Every record must be repeated exactly, with no omission.

(Stored data entries)

———

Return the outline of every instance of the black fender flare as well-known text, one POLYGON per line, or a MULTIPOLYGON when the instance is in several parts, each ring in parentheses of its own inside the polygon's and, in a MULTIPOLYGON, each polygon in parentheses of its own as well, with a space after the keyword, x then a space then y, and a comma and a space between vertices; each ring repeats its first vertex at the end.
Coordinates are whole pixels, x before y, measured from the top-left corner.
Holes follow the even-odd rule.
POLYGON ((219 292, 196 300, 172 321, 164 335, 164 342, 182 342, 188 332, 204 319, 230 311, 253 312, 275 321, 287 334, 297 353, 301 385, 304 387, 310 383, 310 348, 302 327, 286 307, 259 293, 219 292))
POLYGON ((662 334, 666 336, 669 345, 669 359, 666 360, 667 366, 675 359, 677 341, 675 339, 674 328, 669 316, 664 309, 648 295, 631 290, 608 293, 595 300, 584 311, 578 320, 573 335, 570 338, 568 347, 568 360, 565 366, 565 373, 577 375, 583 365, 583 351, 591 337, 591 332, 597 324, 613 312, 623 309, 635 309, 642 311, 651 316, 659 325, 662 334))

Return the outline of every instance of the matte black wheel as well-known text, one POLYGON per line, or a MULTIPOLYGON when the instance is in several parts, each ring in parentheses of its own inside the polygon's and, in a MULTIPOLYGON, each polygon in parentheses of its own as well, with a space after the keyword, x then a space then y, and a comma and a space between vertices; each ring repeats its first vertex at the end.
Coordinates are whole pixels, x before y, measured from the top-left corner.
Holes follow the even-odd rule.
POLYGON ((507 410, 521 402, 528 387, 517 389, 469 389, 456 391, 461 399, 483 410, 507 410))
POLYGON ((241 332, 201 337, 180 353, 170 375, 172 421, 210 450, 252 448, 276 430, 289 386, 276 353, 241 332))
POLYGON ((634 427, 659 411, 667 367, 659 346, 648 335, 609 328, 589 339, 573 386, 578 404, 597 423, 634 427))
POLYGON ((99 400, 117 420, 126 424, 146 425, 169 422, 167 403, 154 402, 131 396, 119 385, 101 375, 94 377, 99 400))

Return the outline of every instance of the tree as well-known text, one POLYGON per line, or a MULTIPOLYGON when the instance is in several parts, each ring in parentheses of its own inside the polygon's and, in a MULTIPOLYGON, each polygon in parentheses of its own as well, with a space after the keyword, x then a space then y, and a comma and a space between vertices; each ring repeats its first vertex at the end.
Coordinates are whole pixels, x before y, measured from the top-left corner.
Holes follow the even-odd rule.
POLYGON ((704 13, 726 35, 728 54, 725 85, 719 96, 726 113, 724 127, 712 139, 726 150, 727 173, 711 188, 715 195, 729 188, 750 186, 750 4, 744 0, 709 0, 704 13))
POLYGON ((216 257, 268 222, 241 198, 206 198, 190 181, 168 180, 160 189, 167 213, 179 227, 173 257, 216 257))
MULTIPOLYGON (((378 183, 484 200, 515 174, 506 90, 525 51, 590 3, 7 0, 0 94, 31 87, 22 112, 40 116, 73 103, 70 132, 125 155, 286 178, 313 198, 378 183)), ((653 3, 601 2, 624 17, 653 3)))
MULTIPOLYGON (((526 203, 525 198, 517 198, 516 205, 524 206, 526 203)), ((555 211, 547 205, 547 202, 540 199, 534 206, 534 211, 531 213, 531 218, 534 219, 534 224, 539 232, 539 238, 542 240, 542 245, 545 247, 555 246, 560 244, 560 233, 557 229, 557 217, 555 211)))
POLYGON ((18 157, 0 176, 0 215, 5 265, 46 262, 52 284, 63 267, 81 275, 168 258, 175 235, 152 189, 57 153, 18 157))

———

Task response:
Return the outline of every instance of the black fender flare as well-known text, one POLYGON per line, or a MULTIPOLYGON when the instance is in several parts, each ring in parentheses of its own inside the polygon's and, in a MULTIPOLYGON, each polygon in parentheses of its own as well, with a space after the keyword, x then a space then y, and a comma and a space between vertices; each ring repeats its first vertex at the end.
Coordinates are whole pixels, x before y, measured from the top-left corner.
Holes follow the even-odd rule.
POLYGON ((219 292, 196 300, 172 321, 164 335, 164 342, 182 342, 188 332, 204 319, 230 311, 253 312, 275 321, 287 334, 297 353, 301 385, 304 387, 310 383, 310 348, 302 327, 286 307, 259 293, 219 292))
POLYGON ((662 334, 666 336, 669 345, 669 359, 666 360, 667 366, 675 359, 677 341, 675 339, 674 328, 669 316, 664 309, 648 295, 631 290, 608 293, 595 300, 584 311, 578 320, 573 335, 570 338, 568 347, 568 360, 565 366, 565 373, 577 375, 583 365, 583 351, 591 337, 591 332, 597 324, 613 312, 623 309, 635 309, 642 311, 651 316, 659 325, 662 334))

Return the outline of every instance of the matte black wheel as well-known text, one POLYGON per line, or a MULTIPOLYGON when the instance is in several parts, each ring in parentheses of its own inside the polygon's and, in a MULTIPOLYGON, each polygon in parentheses of its own as well, with a space after the keyword, x then a space then y, and a comma and a space between vertices; each ring repeats its first vertex at the end.
Coordinates are whole pixels, x before y, measured from the top-left corner.
Holes follow the even-odd rule.
POLYGON ((507 410, 521 402, 528 387, 517 389, 469 389, 456 391, 461 399, 483 410, 507 410))
POLYGON ((241 332, 201 337, 180 353, 170 375, 172 421, 210 450, 252 448, 276 430, 289 386, 276 353, 241 332))
POLYGON ((634 427, 659 411, 667 367, 659 346, 648 335, 609 328, 589 339, 573 386, 578 404, 597 423, 634 427))
POLYGON ((99 400, 117 420, 126 424, 146 425, 169 422, 167 403, 154 402, 131 396, 119 385, 101 375, 94 377, 99 400))

Return the outline of every instance of the tree as well-known text, one POLYGON per line, or a MULTIPOLYGON when the instance is in several parts, each ring in parentheses of its own inside the polygon's and, in a MULTIPOLYGON, each polygon in parentheses of its own as well, with a space after the keyword, x then a space then y, and a comma and a space between vertices; each ring repeats its first vertex at the end.
Coordinates are whole pixels, x before y, measured from the top-left corner.
Holes follow the even-odd rule.
POLYGON ((704 13, 726 35, 728 54, 725 85, 719 96, 726 113, 724 127, 712 139, 726 150, 727 173, 711 188, 715 195, 729 188, 750 186, 750 4, 744 0, 709 0, 704 13))
POLYGON ((216 257, 268 222, 241 198, 206 198, 190 181, 168 180, 160 189, 167 213, 179 227, 173 257, 216 257))
MULTIPOLYGON (((378 183, 484 200, 515 174, 506 90, 525 51, 590 3, 7 0, 0 94, 31 87, 22 112, 40 116, 73 103, 70 132, 125 155, 286 178, 313 198, 378 183)), ((653 3, 601 2, 624 17, 653 3)))
MULTIPOLYGON (((526 203, 525 198, 517 198, 516 205, 524 206, 526 203)), ((555 211, 547 205, 547 202, 540 199, 534 206, 534 211, 531 213, 531 218, 534 219, 534 224, 539 232, 539 238, 542 240, 542 245, 545 247, 555 246, 560 244, 560 233, 557 229, 557 217, 555 211)))
POLYGON ((18 157, 0 176, 0 215, 5 265, 46 262, 52 284, 63 267, 81 275, 168 258, 175 235, 152 189, 57 153, 18 157))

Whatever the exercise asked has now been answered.